Segment Start: Dataset records

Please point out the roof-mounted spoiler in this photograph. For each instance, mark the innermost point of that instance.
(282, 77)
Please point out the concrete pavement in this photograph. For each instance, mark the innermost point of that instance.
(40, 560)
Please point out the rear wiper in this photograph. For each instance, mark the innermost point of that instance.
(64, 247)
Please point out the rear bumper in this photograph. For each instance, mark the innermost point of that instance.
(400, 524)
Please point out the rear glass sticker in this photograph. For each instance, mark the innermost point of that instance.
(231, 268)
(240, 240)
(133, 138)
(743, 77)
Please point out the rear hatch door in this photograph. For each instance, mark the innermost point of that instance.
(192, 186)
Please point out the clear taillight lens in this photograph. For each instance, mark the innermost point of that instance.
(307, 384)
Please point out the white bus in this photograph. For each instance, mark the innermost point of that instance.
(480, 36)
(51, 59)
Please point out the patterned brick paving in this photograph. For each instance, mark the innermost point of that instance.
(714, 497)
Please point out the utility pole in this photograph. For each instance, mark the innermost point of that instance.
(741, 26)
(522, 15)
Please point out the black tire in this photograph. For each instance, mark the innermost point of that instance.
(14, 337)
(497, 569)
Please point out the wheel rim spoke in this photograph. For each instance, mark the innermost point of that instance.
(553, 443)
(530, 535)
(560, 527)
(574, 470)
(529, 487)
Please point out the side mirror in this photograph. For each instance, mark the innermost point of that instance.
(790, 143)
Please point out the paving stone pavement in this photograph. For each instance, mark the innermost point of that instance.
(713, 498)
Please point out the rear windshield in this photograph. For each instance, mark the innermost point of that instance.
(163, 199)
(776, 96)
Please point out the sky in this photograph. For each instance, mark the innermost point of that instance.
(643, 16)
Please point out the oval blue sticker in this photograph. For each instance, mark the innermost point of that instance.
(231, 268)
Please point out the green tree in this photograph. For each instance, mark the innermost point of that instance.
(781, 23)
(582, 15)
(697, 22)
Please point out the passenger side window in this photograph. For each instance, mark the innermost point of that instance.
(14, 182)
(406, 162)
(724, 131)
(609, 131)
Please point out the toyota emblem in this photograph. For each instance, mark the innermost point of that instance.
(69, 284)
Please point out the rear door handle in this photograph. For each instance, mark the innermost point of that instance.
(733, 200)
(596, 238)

Segment End: Dataset records

Assignment: Copy every record precisely, omitting nothing.

Exercise solution:
Please point out the roof-mounted spoiler in this photograph. For each instance, mark the innermost point of that instance.
(282, 77)
Please point out the concrete pavement in this photograph. For each instance, mark the innermost point of that instance.
(40, 560)
Please point out the rear wiper in this photograph. For each instance, mark the innermost point of that instance.
(64, 247)
Please point out the rear bumper in this photograph. For each instance, mark the innermost point of that instance.
(400, 524)
Please point out the rear glass sticker in this photograph. For each instance, mark the innermost point of that instance.
(231, 268)
(240, 240)
(133, 138)
(743, 77)
Please point out the rear hatch door in this photograph. For each instance, mark the innermost point of that instance.
(192, 186)
Please point out the clear taillight lens in this photograph. For each instance, mark the innermost point of that instance.
(307, 384)
Please point out the white bus in this photograph. For each instance, mark the innermost point of that instance.
(480, 36)
(51, 59)
Please point out the patterned brick paving in this photograph. For each instance, mark the innermost point of that instance.
(714, 497)
Please point out the utility pole in this photograph. For each instance, mark the innermost point of that instance.
(741, 26)
(522, 15)
Please point out the black tire in this photograph. For each instance, mark the innermost point of that instance.
(14, 337)
(497, 569)
Please point out the wheel rim spoke in this photograph. For each instance, mark the innermost point of that instance.
(553, 443)
(530, 535)
(560, 527)
(574, 470)
(529, 487)
Please point out the side mirror in this photograph. For each instance, mark the innermost point of that instance.
(790, 143)
Please point out the paving stone pavement in this photograph. For each instance, mark the innermost point of that instance.
(713, 498)
Please point out the rear windshield in this photograph. For each instance, mark the innermost point of that instance.
(163, 199)
(776, 96)
Please point out the sky in this photograph. For each instance, mark the innermost point of that instance.
(643, 16)
Please point out the oval blue sticker in this photograph. For each instance, mark the innermost point of that instance.
(231, 268)
Please point out the green tree in this photograph. For each instance, mark the innermost point of that instance.
(781, 23)
(582, 15)
(697, 22)
Please point out the passenger side window in this photograph. For each instance, mark the innermost point of that instance.
(14, 182)
(406, 162)
(724, 131)
(609, 131)
Please point out the toyota emblem in this photograph. For each instance, mark the innermost point of that instance.
(69, 284)
Please point out the rear door handle in this photograph. For each instance, mark the innermost point of that instance.
(733, 200)
(596, 238)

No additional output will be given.